→ **PAGE**
============================================================
Kimberly Blaeser,
Trailing You
(Greenfield Review Press, 1995)


Kimberly Blaeser crafts a crazy quilt of memory in her poems, calling upon her Indian heritage to guide her quest. In doing so, she weaves the traditions of her ancestors with the immediacy of her own life, stitching together fragments of dreams and things remembered.

She writes "out of a place, a center, that is greater than what I alone am or could be. My work is filled with the voices of other people. It crosses boundaries of time and space, of ways of knowing, of what it means to be human."

These voices have come together in her book Trailing You. The 32 poems contain scraps of memory, from pow-wows to family legends.

In one poem she writes, "these pieces of time / all multi-colored and mismatched fashion / tell their own stories. ... so I thought I'd just make it our way / lay the memories and stories out / zig-zag through time / and stitch them together the way I see them."

In doing so she makes connections, threading together the shadows of the past that shape the present.

She writes of "trying to find pieces of fabric I could match / with whole things that had been made from the same cloth / And I rather think I'm doing the same thing now."
============================================================
→ **EXTRACTED MATERIAL**

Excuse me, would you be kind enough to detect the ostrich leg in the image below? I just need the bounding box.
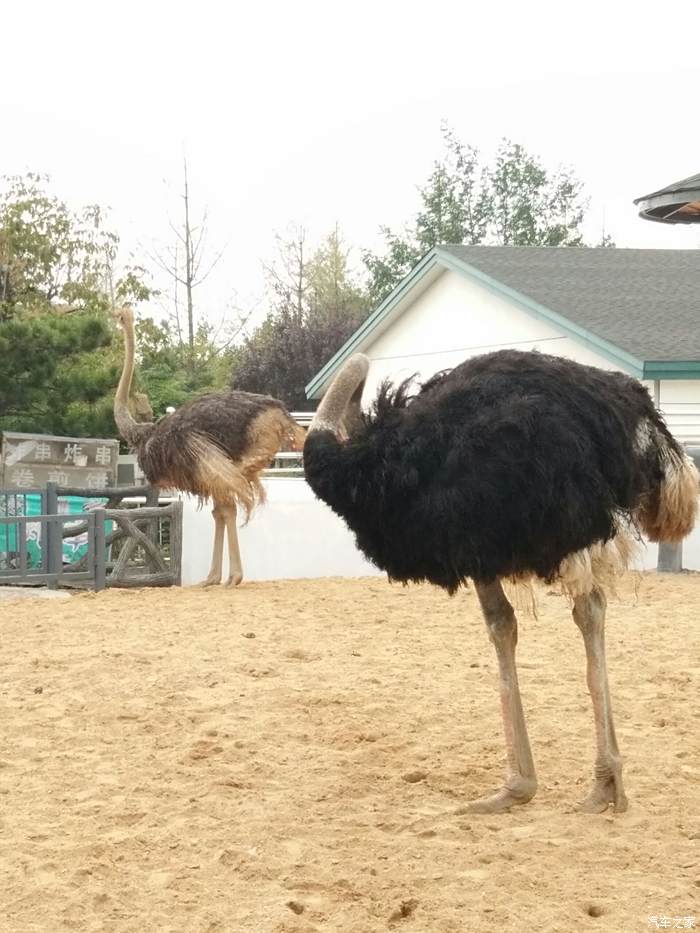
[199,502,225,586]
[222,505,243,586]
[573,588,627,813]
[469,580,537,813]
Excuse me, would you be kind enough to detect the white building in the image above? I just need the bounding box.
[306,246,700,444]
[183,246,700,582]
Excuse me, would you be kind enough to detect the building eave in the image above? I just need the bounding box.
[305,246,700,399]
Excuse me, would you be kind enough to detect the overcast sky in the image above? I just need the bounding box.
[0,0,700,326]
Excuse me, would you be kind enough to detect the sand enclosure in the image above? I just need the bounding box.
[0,575,700,933]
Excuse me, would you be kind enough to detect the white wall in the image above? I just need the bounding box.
[182,479,700,585]
[363,270,614,402]
[182,478,379,584]
[363,270,700,440]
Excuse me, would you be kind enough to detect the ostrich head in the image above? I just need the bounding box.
[304,353,369,522]
[307,353,369,441]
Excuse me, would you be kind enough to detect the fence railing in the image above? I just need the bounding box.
[0,483,182,589]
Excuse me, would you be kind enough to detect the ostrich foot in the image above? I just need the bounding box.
[468,777,537,813]
[195,573,221,589]
[579,764,628,813]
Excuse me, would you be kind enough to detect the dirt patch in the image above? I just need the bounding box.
[0,575,700,933]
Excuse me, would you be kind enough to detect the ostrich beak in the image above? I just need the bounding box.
[308,353,369,439]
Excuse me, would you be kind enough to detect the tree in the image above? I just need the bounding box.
[136,318,231,416]
[0,175,150,436]
[0,313,119,437]
[154,159,224,354]
[363,124,585,304]
[0,174,150,320]
[232,227,369,410]
[481,139,584,246]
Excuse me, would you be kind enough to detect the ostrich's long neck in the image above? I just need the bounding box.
[114,320,152,447]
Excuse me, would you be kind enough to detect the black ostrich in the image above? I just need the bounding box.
[304,350,698,812]
[114,308,305,586]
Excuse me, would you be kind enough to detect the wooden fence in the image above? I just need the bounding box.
[0,483,182,589]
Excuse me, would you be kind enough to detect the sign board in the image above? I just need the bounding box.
[0,431,119,490]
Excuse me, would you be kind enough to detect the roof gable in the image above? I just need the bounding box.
[306,246,700,398]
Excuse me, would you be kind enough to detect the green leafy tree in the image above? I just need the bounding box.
[232,228,369,410]
[136,318,231,416]
[363,125,585,304]
[0,313,118,436]
[0,175,150,436]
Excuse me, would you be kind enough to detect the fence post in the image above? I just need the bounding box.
[42,483,63,590]
[656,541,683,573]
[170,499,182,586]
[95,509,107,591]
[146,486,160,546]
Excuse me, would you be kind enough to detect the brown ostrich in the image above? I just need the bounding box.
[114,308,305,586]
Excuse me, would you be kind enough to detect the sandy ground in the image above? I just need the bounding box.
[0,576,700,933]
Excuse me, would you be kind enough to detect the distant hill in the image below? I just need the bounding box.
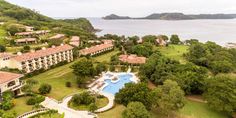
[103,14,131,20]
[0,0,95,39]
[103,13,236,20]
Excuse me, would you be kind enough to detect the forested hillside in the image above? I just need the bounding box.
[0,0,95,39]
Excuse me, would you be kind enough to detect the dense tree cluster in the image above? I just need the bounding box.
[122,102,150,118]
[140,52,207,94]
[115,83,154,110]
[185,41,236,74]
[203,75,236,114]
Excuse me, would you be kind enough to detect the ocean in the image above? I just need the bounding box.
[88,18,236,45]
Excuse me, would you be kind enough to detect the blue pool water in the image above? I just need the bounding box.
[102,74,133,95]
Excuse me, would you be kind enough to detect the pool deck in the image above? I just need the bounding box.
[88,70,139,113]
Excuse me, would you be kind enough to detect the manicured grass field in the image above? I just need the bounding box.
[98,100,228,118]
[30,61,83,100]
[7,44,47,53]
[0,26,7,45]
[7,97,33,115]
[155,45,189,63]
[30,51,118,100]
[30,113,64,118]
[98,105,125,118]
[68,98,108,110]
[179,100,228,118]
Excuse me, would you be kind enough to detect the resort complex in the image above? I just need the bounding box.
[0,45,73,73]
[0,71,24,96]
[79,42,114,56]
[0,0,236,118]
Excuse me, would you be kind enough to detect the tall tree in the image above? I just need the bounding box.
[122,102,150,118]
[170,34,181,44]
[154,80,185,114]
[203,75,236,114]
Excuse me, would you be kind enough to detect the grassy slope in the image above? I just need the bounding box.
[98,100,227,118]
[179,101,227,118]
[28,51,118,100]
[28,61,82,100]
[0,26,7,45]
[154,45,188,63]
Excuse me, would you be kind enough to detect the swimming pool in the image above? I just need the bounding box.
[102,74,133,95]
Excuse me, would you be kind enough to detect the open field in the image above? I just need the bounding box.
[98,100,228,118]
[68,98,109,110]
[179,100,228,118]
[30,61,83,100]
[154,45,189,63]
[6,44,47,53]
[30,51,120,100]
[7,97,33,115]
[30,113,64,118]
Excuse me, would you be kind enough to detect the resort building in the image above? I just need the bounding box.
[15,30,50,37]
[49,34,65,40]
[102,40,113,44]
[0,45,73,73]
[0,52,15,68]
[25,26,34,32]
[79,43,114,56]
[15,38,37,45]
[119,55,146,64]
[70,36,80,47]
[156,38,167,46]
[0,71,23,95]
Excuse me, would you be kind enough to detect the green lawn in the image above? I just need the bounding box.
[68,98,109,110]
[0,26,7,45]
[154,45,189,63]
[7,44,47,53]
[30,113,64,118]
[179,100,228,118]
[98,100,228,118]
[30,51,118,100]
[7,97,33,115]
[30,61,83,100]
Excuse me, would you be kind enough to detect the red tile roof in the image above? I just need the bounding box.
[119,55,146,64]
[49,34,65,39]
[70,36,80,46]
[15,30,50,36]
[70,36,80,41]
[0,71,23,84]
[12,45,73,62]
[0,52,14,58]
[16,38,36,43]
[80,44,113,55]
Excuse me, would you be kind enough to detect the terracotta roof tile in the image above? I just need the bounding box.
[119,55,146,64]
[0,71,23,84]
[12,45,73,62]
[80,44,113,55]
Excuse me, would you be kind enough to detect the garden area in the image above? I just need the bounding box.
[98,100,228,118]
[154,44,189,63]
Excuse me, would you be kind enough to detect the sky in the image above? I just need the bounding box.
[7,0,236,17]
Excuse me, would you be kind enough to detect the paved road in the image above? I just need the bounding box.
[41,97,94,118]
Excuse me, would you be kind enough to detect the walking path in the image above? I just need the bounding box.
[95,92,115,113]
[41,96,96,118]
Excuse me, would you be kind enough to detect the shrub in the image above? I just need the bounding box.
[66,82,71,87]
[26,95,45,105]
[1,100,14,111]
[38,84,52,94]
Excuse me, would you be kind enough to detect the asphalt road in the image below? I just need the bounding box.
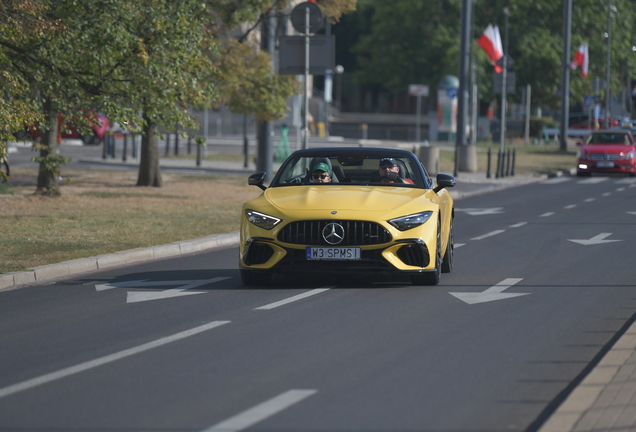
[0,177,636,432]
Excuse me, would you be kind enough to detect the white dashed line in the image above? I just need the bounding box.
[471,230,505,240]
[254,287,333,310]
[202,390,318,432]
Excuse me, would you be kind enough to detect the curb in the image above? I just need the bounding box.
[0,231,239,291]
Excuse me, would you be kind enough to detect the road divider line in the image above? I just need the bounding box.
[201,389,318,432]
[471,230,505,240]
[254,287,333,310]
[0,321,230,398]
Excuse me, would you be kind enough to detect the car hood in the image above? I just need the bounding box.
[583,144,634,153]
[263,185,436,212]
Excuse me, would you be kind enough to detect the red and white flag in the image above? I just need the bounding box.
[477,24,503,73]
[570,44,589,78]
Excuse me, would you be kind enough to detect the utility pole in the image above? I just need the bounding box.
[559,0,572,151]
[256,12,276,180]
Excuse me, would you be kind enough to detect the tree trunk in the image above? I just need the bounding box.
[35,98,60,195]
[137,114,163,187]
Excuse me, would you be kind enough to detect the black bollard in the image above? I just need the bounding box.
[121,133,128,162]
[510,149,517,176]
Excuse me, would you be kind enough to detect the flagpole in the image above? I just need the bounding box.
[495,7,508,177]
[559,0,572,151]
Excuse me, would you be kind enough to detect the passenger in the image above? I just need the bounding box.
[310,162,331,183]
[378,158,413,184]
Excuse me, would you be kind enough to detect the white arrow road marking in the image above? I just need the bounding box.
[0,321,230,398]
[126,277,230,303]
[201,389,318,432]
[577,177,607,184]
[541,177,570,184]
[455,207,504,216]
[449,278,531,304]
[471,230,505,240]
[510,222,528,228]
[254,287,333,310]
[568,233,622,246]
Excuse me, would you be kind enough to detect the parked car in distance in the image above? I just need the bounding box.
[576,129,636,177]
[29,112,110,144]
[239,147,455,286]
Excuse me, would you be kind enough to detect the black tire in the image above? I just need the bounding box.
[241,269,272,286]
[411,219,442,285]
[442,216,455,273]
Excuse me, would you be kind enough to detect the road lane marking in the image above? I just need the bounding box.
[449,278,530,305]
[0,321,230,398]
[541,177,570,184]
[471,230,505,240]
[254,287,333,310]
[201,389,318,432]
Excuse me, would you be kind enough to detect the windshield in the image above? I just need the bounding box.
[586,132,632,145]
[272,153,428,187]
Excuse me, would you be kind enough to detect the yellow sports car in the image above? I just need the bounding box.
[239,147,455,285]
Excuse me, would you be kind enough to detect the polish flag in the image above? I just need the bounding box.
[477,24,503,73]
[570,44,589,78]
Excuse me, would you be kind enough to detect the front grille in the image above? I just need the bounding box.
[278,220,393,246]
[590,153,620,161]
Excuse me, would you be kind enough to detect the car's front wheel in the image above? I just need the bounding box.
[442,217,455,273]
[241,269,272,286]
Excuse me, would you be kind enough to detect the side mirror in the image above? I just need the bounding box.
[247,172,267,190]
[433,174,457,193]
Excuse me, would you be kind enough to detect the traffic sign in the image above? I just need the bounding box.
[409,84,428,96]
[289,2,323,34]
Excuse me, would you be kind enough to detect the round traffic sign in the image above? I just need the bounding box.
[289,2,323,34]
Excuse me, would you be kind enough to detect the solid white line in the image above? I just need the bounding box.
[0,321,230,398]
[201,390,318,432]
[254,287,333,310]
[471,230,505,240]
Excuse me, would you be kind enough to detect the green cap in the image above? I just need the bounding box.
[311,162,331,175]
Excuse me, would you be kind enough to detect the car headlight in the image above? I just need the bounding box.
[245,209,282,230]
[389,211,433,231]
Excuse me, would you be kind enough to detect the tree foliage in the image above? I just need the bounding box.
[334,0,636,113]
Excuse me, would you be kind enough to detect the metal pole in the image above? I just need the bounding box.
[605,0,612,129]
[303,7,309,149]
[454,0,472,176]
[559,0,572,151]
[499,7,508,153]
[415,94,422,142]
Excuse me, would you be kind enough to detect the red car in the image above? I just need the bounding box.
[29,113,109,144]
[576,129,636,177]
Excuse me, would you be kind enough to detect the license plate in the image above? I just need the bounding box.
[306,247,360,261]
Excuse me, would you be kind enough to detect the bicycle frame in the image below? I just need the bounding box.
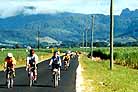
[7,67,13,88]
[53,68,59,87]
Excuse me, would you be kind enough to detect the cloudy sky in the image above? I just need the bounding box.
[0,0,138,18]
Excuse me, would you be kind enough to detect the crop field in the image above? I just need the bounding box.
[73,47,138,69]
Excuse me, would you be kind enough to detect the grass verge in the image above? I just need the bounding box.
[80,55,138,92]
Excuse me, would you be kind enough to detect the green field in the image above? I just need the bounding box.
[80,55,138,92]
[73,47,138,69]
[0,49,52,69]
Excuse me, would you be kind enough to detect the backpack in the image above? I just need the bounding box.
[52,56,59,64]
[29,57,35,66]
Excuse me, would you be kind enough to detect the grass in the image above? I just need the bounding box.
[80,55,138,92]
[0,49,52,70]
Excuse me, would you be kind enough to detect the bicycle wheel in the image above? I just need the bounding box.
[29,72,33,87]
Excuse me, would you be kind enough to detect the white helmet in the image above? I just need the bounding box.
[7,53,13,57]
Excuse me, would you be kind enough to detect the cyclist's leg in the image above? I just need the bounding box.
[34,69,37,80]
[58,67,60,80]
[5,69,8,85]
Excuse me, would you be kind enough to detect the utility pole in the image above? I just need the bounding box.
[82,32,84,48]
[110,0,114,70]
[37,27,40,50]
[85,28,88,52]
[91,15,94,58]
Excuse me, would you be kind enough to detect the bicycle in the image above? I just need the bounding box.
[29,67,35,87]
[53,68,59,88]
[6,67,14,88]
[64,61,68,71]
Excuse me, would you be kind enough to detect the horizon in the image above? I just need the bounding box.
[0,0,138,18]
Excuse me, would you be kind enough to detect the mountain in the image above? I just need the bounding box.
[0,7,138,44]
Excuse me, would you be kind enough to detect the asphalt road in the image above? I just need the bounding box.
[0,55,78,92]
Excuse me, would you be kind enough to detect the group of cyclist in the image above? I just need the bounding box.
[4,49,70,83]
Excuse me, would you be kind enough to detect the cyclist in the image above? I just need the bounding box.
[4,53,16,83]
[63,53,70,67]
[49,52,61,80]
[26,49,38,83]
============================================================
→ **PROBLEM SET**
A. According to the review of Trailing You, how many poems does the book contain?
B. Proceed with the review of Trailing You, writing on from the point where it stops.
The material has no connection to the review of Trailing You.

→ **TASK-BY-TASK OUTPUTS**
A. The book contains 32 poems.

B.
She stirs her own mixed-blood awareness with the legacy of her family and adding her kinship with the natural world into the mixture, dying the fabric of her life its own kaleidoscope of color. Into that cloth she "sewed bits of our bodies/and bits of our dreams," all the while crafting something that would be immediate and relevant in this world.

The product is something that is "sometimes boldly patched together / with unmatched fabrics and unmatched threads / knowing that sometimes usefulness / counts more than beauty."

An award-winning poet and published scholar, Blaeser received the highest award the Native Writers' Circle of the Americas gives to a first book of poetry. She grew up on White Earth Reservation in Northwest Minnesota and is an enrolled member of the Minnesota Chippewa nation. She brings an important perspective to literature, history and Native American spirituality.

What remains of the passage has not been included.